LISTED RECORDS:

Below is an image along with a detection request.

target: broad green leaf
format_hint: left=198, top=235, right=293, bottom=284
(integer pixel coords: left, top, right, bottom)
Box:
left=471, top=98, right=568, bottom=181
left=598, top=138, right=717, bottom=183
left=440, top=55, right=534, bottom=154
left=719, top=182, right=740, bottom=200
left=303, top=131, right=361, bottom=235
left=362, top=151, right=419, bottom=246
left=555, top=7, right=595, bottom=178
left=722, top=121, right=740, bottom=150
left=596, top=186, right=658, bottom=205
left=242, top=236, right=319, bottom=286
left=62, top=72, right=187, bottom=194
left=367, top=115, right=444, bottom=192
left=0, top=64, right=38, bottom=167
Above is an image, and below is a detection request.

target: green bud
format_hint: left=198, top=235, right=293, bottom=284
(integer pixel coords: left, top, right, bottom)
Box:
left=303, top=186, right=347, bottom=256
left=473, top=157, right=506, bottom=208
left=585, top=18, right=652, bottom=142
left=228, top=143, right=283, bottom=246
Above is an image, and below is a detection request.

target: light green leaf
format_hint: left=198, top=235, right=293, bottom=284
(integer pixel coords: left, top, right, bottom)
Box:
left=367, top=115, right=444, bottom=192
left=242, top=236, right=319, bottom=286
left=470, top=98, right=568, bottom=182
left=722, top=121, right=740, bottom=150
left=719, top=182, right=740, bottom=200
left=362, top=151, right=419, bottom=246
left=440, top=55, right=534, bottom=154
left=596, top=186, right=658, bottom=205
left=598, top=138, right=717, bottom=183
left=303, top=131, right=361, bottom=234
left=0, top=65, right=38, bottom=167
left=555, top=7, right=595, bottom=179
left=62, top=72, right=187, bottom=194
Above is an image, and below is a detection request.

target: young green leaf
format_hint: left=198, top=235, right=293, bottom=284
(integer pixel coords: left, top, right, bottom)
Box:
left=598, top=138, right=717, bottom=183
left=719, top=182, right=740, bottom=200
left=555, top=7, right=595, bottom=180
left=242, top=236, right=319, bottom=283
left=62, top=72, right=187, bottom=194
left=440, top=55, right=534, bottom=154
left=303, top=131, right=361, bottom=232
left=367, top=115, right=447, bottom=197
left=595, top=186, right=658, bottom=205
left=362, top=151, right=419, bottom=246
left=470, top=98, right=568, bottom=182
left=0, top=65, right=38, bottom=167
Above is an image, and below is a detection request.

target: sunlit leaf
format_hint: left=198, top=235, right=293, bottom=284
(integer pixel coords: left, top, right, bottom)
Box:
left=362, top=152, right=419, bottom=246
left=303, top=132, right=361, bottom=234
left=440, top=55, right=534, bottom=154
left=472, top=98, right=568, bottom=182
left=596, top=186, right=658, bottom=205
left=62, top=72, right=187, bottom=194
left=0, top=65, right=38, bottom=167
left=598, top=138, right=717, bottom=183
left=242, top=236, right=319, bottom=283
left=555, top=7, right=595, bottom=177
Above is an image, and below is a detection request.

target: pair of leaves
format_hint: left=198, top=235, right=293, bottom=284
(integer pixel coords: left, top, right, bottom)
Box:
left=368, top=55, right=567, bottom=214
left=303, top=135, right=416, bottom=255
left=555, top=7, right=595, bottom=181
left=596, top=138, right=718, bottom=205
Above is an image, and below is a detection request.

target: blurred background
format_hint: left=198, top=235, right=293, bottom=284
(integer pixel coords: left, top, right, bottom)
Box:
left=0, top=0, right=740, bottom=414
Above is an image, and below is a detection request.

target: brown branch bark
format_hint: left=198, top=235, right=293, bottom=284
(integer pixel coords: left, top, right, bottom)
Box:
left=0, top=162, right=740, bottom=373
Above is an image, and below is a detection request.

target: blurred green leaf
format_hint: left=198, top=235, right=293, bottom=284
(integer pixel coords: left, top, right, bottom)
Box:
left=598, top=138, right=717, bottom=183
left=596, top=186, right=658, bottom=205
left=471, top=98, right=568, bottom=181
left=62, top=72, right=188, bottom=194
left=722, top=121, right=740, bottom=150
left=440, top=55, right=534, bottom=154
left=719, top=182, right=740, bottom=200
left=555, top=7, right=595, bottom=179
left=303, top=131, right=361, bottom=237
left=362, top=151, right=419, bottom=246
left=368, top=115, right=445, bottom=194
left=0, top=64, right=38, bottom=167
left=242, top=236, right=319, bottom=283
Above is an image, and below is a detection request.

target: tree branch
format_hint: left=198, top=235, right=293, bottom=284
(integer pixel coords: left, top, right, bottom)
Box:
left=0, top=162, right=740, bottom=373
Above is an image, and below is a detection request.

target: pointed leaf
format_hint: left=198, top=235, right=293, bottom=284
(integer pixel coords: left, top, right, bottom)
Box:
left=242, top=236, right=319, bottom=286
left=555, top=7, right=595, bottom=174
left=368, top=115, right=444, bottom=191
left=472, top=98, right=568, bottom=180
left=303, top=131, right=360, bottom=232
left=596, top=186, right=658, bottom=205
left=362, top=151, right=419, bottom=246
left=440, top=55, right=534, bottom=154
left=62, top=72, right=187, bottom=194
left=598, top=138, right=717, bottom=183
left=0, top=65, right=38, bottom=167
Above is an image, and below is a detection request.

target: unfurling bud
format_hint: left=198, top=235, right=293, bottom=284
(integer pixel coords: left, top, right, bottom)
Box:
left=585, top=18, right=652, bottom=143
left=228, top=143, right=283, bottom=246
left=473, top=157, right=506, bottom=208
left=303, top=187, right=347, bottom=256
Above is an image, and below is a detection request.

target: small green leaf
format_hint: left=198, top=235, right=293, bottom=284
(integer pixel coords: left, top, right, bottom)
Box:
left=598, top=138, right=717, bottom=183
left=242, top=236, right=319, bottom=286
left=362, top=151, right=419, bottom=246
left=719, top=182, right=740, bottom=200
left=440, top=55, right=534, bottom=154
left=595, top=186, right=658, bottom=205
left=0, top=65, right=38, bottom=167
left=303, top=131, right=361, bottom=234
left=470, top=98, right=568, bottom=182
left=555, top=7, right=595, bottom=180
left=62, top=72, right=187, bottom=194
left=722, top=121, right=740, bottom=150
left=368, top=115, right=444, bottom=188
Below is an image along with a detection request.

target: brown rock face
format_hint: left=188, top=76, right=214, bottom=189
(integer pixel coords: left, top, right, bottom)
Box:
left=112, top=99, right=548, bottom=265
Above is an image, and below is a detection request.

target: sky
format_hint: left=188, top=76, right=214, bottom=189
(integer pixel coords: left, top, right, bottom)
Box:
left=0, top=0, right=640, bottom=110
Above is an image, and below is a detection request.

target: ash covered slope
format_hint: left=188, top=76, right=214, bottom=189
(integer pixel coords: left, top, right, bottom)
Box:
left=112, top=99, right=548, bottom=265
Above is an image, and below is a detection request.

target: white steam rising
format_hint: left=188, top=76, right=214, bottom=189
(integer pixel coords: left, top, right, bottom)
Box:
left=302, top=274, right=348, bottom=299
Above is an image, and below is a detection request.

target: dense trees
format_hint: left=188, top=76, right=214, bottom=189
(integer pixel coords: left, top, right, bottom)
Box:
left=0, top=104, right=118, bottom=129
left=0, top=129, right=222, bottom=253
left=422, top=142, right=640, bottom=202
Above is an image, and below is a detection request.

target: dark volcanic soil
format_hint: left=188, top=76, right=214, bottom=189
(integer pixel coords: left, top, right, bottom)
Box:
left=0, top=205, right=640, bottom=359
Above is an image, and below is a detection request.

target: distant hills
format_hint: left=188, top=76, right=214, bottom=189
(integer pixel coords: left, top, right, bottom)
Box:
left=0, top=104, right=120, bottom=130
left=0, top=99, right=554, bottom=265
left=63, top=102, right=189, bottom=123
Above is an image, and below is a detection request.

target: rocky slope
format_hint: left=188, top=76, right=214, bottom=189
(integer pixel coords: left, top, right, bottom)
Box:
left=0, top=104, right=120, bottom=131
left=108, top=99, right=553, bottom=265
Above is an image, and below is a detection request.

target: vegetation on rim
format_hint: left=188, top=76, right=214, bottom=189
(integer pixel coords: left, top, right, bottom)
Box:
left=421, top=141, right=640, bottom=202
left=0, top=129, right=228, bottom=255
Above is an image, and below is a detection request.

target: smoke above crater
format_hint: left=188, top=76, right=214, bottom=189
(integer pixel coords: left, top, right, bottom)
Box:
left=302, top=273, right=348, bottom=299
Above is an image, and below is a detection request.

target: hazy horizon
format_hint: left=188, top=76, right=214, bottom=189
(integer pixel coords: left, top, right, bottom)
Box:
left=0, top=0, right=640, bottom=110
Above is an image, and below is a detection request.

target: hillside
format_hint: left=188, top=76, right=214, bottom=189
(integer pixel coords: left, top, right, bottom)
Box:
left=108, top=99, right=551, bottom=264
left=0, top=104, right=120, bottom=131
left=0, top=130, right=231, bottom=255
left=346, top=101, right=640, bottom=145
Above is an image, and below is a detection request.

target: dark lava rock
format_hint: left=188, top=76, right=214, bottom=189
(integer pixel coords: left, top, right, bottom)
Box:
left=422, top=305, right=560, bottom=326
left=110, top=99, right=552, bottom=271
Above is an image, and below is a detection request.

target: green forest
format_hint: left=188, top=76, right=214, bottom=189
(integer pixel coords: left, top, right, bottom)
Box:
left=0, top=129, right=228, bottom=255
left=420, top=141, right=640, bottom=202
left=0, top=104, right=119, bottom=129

WHAT NEEDS TO BE DONE: How many lines in the rows above contain the string "slope"? Matching is case-sensitive, and your reply should be only the number.

TASK RESULT: 2